STATED PROBLEM
Reproduce every line from the one containing "Task: indicate the dirt ground" through the final line of the items, shifting each coordinate listed under Points by -84 and leaving all other lines as they are.

#####

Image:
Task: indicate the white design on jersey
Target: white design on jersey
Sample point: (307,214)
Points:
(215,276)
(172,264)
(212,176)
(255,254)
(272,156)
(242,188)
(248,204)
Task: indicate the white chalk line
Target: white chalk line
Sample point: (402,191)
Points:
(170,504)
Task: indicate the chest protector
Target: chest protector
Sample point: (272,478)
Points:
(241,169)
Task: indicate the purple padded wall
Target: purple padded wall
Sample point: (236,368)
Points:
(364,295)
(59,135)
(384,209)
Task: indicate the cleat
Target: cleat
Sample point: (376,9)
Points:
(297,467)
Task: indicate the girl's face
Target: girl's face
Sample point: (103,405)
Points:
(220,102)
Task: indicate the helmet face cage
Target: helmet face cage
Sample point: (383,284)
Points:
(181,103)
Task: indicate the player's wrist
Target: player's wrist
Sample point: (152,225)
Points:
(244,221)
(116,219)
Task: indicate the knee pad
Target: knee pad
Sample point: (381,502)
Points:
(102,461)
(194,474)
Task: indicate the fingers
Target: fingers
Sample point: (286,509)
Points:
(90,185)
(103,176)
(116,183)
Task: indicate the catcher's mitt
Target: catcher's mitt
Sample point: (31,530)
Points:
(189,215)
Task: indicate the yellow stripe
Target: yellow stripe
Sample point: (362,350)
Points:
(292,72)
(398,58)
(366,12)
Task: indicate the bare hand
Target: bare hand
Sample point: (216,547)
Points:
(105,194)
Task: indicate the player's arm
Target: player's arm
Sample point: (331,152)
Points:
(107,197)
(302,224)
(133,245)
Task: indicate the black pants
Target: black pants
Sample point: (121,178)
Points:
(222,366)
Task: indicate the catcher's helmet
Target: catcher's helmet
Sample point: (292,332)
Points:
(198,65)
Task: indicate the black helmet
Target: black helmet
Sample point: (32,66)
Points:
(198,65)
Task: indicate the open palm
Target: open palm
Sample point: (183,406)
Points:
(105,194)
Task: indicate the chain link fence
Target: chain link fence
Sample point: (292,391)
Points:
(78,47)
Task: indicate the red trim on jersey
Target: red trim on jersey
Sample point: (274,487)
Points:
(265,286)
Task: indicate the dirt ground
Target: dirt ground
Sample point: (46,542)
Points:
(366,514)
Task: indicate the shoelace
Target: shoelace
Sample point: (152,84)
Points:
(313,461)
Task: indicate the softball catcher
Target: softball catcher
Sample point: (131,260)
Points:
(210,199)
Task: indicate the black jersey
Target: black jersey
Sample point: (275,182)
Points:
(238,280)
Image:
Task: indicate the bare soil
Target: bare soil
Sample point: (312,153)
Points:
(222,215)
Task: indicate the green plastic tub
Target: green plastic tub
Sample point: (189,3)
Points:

#####

ANSWER TO THE TASK
Task: indicate the dirt ground
Target: dirt ground
Sample point: (46,542)
Points:
(282,430)
Task: indicate the shoelace
Target: shoelace
Sample point: (152,84)
Points:
(229,377)
Task: indicate the softball catcher
Target: softball catcher
Sample point: (131,260)
Points:
(126,115)
Task: indicate the black jersey
Target: black jersey
Sample point: (275,182)
Points:
(154,196)
Image:
Task: indicate the bare soil
Target: bare soil
Sample point: (312,153)
Points:
(138,131)
Task: indicate the green plastic tub
Target: green plastic tub
Sample point: (189,3)
Points:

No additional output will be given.